Lines with the string "dark" in the data below: report how many there are, and write nothing but the number.
· · ·
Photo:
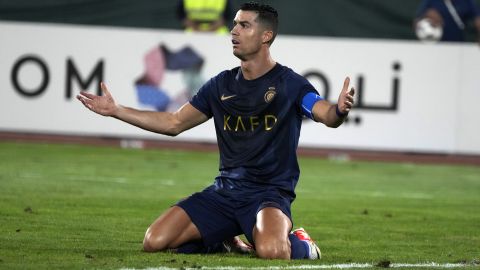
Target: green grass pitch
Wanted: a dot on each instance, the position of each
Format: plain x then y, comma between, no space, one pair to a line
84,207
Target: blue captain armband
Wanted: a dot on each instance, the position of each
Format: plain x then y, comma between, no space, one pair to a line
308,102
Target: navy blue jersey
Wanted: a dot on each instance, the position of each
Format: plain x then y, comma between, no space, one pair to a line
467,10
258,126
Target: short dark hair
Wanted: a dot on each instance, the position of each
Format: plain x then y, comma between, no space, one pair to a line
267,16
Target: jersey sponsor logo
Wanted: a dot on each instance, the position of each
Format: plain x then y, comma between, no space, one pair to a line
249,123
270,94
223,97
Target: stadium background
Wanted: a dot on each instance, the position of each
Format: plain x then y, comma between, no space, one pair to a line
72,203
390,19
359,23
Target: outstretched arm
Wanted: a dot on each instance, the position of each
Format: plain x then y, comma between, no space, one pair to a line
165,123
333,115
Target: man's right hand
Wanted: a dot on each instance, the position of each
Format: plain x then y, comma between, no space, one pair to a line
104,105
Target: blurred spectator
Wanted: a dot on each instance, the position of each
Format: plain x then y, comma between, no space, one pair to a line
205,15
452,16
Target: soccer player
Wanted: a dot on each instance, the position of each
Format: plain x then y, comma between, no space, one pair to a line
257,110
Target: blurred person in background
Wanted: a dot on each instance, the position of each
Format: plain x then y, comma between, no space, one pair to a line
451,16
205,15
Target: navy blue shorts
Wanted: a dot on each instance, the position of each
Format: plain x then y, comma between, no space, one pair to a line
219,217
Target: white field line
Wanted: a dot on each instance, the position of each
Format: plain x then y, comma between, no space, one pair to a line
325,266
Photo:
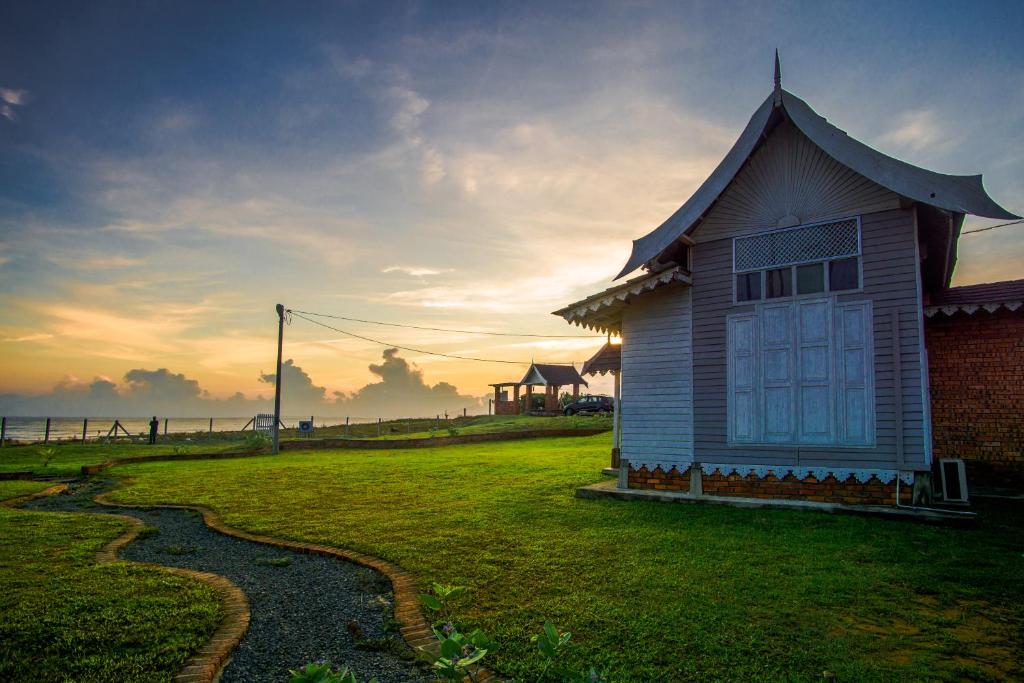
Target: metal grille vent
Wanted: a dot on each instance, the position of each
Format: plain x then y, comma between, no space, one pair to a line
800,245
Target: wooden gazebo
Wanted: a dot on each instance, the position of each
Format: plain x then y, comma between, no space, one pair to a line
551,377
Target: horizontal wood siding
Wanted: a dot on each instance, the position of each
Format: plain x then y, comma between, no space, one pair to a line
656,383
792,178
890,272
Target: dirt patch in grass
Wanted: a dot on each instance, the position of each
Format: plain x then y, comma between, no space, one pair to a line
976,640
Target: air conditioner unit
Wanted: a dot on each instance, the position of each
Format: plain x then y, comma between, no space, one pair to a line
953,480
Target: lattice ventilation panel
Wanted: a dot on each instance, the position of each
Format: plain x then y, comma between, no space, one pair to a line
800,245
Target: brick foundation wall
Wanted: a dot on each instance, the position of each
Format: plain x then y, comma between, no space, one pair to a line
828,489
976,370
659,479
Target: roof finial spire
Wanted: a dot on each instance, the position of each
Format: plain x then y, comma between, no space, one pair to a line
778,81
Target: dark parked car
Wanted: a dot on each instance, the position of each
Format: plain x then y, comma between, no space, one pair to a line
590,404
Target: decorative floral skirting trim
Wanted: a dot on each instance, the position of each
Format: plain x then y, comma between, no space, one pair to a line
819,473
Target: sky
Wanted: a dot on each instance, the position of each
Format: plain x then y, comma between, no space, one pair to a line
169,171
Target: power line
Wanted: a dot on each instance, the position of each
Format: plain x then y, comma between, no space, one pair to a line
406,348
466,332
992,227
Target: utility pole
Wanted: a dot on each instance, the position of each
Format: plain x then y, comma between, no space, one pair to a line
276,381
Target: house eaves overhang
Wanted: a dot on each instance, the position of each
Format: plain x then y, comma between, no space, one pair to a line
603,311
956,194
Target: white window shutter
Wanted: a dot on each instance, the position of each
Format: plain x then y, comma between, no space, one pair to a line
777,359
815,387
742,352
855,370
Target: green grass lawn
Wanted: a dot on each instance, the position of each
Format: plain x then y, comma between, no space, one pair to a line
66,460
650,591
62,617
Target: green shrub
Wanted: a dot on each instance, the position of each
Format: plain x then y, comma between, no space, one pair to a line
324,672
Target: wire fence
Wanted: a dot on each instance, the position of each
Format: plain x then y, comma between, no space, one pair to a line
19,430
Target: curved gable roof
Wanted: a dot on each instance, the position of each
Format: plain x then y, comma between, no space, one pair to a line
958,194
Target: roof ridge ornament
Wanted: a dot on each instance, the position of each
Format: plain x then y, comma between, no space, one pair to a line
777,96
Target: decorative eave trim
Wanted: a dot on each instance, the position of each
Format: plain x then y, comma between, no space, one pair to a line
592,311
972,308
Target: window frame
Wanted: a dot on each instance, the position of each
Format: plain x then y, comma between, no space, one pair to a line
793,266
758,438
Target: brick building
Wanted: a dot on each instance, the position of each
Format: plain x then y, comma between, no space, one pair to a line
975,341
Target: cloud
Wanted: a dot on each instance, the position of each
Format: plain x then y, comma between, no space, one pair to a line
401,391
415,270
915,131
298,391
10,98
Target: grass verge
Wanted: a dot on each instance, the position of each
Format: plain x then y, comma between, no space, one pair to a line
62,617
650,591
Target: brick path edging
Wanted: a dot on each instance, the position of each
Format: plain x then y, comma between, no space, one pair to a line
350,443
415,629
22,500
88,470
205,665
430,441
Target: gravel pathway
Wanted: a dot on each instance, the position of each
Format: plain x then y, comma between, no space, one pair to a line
· · ·
COMPLETED TASK: 2